---------- Testo da leggere ----------

Non faccio neanche in tempo a coricarmi che sento arrivare una macchina a forte velocità. Poi urla di ragazzi, musica ad alto volume ed infine il rumore della serratura.
Qualcuno sta per entrare e sono sola. Rimango immobile, trattengo il fiato, stesa sul divano. Per fortuna non accendono la luce del soggiorno e non mi vedono. Aprono una stanza laterale e poi escono. Decidono di mangiare qualcosa in giardino, per poi andare in paese, alla fiesta.
Appena usciti, subito penso a rifugiarmi in bagno, dopo aver preso il cellulare che era in carica in soggiorno ed il mio zainetto con i documenti, le carte di credito, i soldi.
I ragazzi sono alticci, urlano, ruttano, ridono e scherzano. Io ho paura. Sono sola e non so che intenzioni possano avere.
Mi alzo dal sofà e mi chiudo, senza fare rumore, in uno dei tre bagni. Sono quei bagni con l’apertura in alto, ma, sfiorando la medaglia di Santiago che porto al collo, mi prometto solennemente che non proferirò parola, non aprirò mai la porta e che uscirò solo se tirata fuori di forza.
 

Chiesa di Calzadilla de los Barros.
 
 Una notte da incubo: chiedo a Paolo di avvertire la Guardia Civil  
Prendo il mio cellullare e chiamo Luigina. Non risponde. Chiamo Enrico, ma il suo telefono suona in soggiorno!
L’ha lasciato lì… subito interrompo la telefonata, per non far più squillare il telefono. Per fortuna la musica in giardino copre la suoneria del suo cellulare.

----------

Cosa fare:
• a. Nel racconto della notte da incubo, dove decidono di mangiare qualcosa i ragazzi prima di andare in paese?
• b. Trascrivi dal racconto della notte da incubo il brano che parte dalle parole "Chiesa di Calzadilla" e si ferma dopo le parole "del suo cellulare.".
• c. Continua il racconto della notte da incubo a partire dal punto in cui si interrompe.

---------- Materiale fornito ----------

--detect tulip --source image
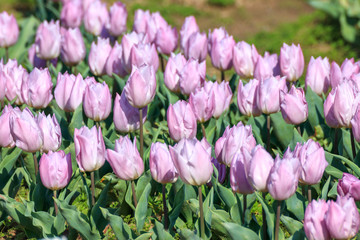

----------

Risposte agli esercizi:
• a. In giardino.

• b.
Chiesa di Calzadilla de los Barros.
 
 Una notte da incubo: chiedo a Paolo di avvertire la Guardia Civil  
Prendo il mio cellullare e chiamo Luigina. Non risponde. Chiamo Enrico, ma il suo telefono suona in soggiorno!
L’ha lasciato lì… subito interrompo la telefonata, per non far più squillare il telefono. Per fortuna la musica in giardino copre la suoneria del suo cellulare.

• c.
L’unica cosa che mi resta è scrivere a Paolo che dorme nel paese davanti al nostro. Gli chiedo di avvisare la Guardia Civil (paragonabile ai nostri Carabinieri) e di chiedere se possono venire all’albergue di Calzadilla de los Barros.
Spero che abbia il cellulare acceso e che non dorma. Inizia la mia nottata da incubo. Sono in bagno, la testa fra le ginocchia e tanta, tanta paura.
Stringo forte le mie medagliette al collo. «Sono qui per te, Santiago, proteggimi, te ne prego!», sussurro a bassa voce, fissando il pavimento.
Ora (e da allora) so cosa vuol dire per una donna temere una violenza!
 

Il Retablo di Calzadilla.
 
 Tentano di sfondare la porta, poi finalmente arrivano gli agenti  
Finalmente Paolo mi scrive: arriveranno gli agenti. Ma ci vorrà un po’ di tempo per via della strada che debbono fare, per raggiungermi. Nel frattempo i ragazzi fuori hanno finito di mangiare.
Uno entra in bagno. Trova il mio chiuso. Va in quello accanto, perché deve espletare i suoi bisogni… Che rumori, che disagio! Poi esce ed informa del bagno chiuso gli amici.
Ecco che entrano tutti e tre. Vogliono sfondare la porta, la sbattono con violenza, ma non riescono a scardinarla. Io sto zitta.
Loro provocano: «Veniamo a prenderti. Così vediamo chi sei», urlano in spagnolo.
Vanno in soggiorno a pigliare una sedia per arrampicarsi per guardare dall’apertura sopra la porta. Mettono la sedia davanti alla mia porta quando ecco che sento delle voci…
Riconosco la voce di Carlos. Esco. Dico ai ragazzi: «Sono io quella che volevate vedere!».
Sono dei ventenni. Minatori.
 

In cammino nella Bassa Extremadura.
 
 Arrivano le guardie, molto dispiaciute, che interrogano i ragazzi   
I ragazzi rimangono basiti davanti a me e alle mie parole. Poco dopo si presentano due agenti arrivati, credo, da Zafra.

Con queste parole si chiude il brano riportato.